+++ Source text

Using Elasticsearch with ASP.NET Core and Docker

Published on Thursday, July 12, 2018

Recently, I got an assignment for my employer's internal project to investigate Elasticsearch and its usage from within ASP.NET Core 2.1 app. I had no prior knowledge of Elasticsearch, but I had some experience with Solr and earlier with NHibernate Search which also used Lucene under the cover. This post is a summary of my research.

So, what exactly is Elasticsearch?

Elasticsearch logo

Elasticsearch is a distributed, RESTful search and analytics engine. It's based on Lucene and provides a JSON based REST API on top of it, among other things. It also has a rich ecosystem of tools and a number of official and unofficial client libraries. There are two official .NET clients, a low-level Elasticsearch.Net which is just an unopinionated wrapper around REST API and a high-level NEST library built on top of Elasticsearch.Net which provides strongly typed, fluent query DSL.

Elasticsearch installation

Almost all of my development work is done on Windows and for it, we have several installation options, including a simple .zip file package, an .msi installation package and of course docker images.

If you are going with .zip or .msi package, you'll also need to install Java 8 SDK or later. Once unpacked or installed, you can run Elasticsearch from the command line or install it as a Windows service. Since I don't have Java SDK installed but have Docker, I'm going with Docker image option.

Elastic, the company behind the Elasticsearch, is hosting their own Docker registry. To pull the latest Elasticsearch image (version 6.3.0 at the moment of writing) from the registry, you need to execute this command:

> docker pull docker.elastic.co/elasticsearch/elasticsearch:6.3.0

Kibana is also interesting for playing around with Elasticsearch. It's a web GUI that lets you visualize Elasticsearch data and navigate through the whole Elastic Stack. To pull its image, execute this command:

> docker pull docker.elastic.co/kibana/kibana:6.3.0

Now that we have both Elasticsearch and Kibana downloaded, we can run them under the same network. First, let's create a Docker network:

> docker network create esnetwork --driver=bridge

With the network set up, run both Elasticsearch and Kibana containers:

> docker run -p 9200:9200 -p 9300:9300 -e "discovery.type=single-node" --name elasticsearch -d --network esnetwork docker.elastic.co/elasticsearch/elasticsearch:6.3.0
> docker run -p 5601:5601 --name kibana -d --network esnetwork docker.elastic.co/kibana/kibana:6.3.0

We also need to map a volume to avoid the data being reset each time we restart the container, which further complicates the command. Instead of that, we can use docker-compose. Let's create docker-compose.yml file with the following content:

version: '2'
services:
    elasticsearch:
        image: docker.elastic.co/elasticsearch/elasticsearch:6.3.0
        ports:
            - "9200:9200"
            - "9300:9300"

++++++
+++ Dataset rows

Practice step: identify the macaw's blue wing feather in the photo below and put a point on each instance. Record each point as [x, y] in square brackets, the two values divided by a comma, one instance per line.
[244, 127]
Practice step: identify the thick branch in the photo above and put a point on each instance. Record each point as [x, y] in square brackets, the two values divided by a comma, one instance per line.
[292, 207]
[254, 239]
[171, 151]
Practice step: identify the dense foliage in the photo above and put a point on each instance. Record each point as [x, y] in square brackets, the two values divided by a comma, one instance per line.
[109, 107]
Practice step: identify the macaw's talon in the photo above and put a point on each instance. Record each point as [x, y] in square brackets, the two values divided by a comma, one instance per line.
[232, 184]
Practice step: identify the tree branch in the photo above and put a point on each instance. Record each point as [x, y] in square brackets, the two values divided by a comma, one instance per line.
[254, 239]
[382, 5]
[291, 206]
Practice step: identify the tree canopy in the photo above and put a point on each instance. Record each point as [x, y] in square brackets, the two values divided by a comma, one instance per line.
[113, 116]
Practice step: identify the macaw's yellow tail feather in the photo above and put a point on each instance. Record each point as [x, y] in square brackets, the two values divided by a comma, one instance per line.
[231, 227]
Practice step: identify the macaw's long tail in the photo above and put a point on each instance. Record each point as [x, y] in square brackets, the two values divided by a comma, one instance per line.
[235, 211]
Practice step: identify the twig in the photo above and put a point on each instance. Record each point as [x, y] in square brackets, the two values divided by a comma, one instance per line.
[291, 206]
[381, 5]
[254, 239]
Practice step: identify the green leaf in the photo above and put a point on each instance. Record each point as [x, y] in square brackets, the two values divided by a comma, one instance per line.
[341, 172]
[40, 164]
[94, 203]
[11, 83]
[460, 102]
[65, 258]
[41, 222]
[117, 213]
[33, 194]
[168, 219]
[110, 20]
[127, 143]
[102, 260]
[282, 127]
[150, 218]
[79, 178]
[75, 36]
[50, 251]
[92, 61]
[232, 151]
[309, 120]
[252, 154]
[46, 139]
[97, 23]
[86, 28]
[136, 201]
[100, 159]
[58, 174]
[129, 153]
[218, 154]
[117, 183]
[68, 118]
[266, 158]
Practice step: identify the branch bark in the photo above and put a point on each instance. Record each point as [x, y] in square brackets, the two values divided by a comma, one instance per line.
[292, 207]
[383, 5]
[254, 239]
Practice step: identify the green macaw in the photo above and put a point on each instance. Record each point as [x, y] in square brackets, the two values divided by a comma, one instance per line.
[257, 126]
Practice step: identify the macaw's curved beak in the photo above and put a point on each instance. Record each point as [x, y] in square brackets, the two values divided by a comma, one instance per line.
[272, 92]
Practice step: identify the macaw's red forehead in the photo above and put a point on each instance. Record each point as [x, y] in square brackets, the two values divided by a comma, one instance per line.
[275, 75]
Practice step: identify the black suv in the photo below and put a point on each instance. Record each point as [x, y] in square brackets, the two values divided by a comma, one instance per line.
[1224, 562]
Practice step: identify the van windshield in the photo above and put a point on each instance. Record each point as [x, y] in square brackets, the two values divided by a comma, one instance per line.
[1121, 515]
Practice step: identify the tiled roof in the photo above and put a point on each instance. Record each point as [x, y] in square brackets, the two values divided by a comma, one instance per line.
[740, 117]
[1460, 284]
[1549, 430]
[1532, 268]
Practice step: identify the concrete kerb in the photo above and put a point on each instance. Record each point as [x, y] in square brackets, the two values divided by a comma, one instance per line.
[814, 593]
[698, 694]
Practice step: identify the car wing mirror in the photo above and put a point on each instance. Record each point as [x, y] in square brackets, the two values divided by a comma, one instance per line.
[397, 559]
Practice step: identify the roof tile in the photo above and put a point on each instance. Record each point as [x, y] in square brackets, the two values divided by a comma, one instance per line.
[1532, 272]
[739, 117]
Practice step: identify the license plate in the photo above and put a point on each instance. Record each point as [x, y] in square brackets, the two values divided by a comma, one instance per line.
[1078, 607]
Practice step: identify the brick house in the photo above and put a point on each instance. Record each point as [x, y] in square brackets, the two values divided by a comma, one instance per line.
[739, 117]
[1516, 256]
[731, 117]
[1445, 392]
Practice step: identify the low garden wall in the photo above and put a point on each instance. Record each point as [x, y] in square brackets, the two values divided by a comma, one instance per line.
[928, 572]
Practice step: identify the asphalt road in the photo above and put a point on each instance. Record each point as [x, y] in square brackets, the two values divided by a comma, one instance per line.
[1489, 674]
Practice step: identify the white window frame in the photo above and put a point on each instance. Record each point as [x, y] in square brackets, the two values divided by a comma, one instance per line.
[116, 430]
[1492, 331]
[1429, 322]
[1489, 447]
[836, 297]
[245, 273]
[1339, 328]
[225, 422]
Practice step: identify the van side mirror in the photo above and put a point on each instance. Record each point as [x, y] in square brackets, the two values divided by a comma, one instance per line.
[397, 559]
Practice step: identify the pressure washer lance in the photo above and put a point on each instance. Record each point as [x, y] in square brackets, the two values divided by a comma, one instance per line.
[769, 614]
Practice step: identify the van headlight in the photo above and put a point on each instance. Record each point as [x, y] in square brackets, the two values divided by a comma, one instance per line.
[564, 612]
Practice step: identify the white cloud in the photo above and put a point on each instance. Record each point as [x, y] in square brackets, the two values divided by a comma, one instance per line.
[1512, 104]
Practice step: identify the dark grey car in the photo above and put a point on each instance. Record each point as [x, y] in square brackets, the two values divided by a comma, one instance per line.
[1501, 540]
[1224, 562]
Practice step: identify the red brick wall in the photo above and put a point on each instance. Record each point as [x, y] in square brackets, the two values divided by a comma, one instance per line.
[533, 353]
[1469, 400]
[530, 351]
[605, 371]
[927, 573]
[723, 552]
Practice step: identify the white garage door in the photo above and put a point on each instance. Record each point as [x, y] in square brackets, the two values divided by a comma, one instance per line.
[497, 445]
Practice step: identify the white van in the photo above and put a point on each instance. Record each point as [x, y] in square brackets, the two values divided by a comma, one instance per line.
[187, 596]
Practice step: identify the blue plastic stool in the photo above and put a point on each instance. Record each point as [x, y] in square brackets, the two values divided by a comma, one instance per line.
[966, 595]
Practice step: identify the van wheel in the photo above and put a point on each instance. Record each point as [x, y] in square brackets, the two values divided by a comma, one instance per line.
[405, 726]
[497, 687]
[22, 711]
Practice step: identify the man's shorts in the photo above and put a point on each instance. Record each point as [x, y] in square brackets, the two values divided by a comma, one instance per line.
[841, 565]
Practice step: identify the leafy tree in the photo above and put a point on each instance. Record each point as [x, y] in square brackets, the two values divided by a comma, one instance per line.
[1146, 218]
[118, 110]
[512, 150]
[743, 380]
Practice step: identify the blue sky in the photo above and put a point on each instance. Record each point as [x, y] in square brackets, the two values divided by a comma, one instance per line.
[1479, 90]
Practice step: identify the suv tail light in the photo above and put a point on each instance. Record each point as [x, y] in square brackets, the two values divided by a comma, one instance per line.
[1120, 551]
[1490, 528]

++++++

Task instructions » Duplicate the part of the Elasticsearch and Docker article between "If you are going" and "Docker image option.", inclusive.

Final answer »
If you are going with .zip or .msi package, you'll also need to install Java 8 SDK or later. Once unpacked or installed, you can run Elasticsearch from the command line or install it as a Windows service. Since I don't have Java SDK installed but have Docker, I'm going with Docker image option.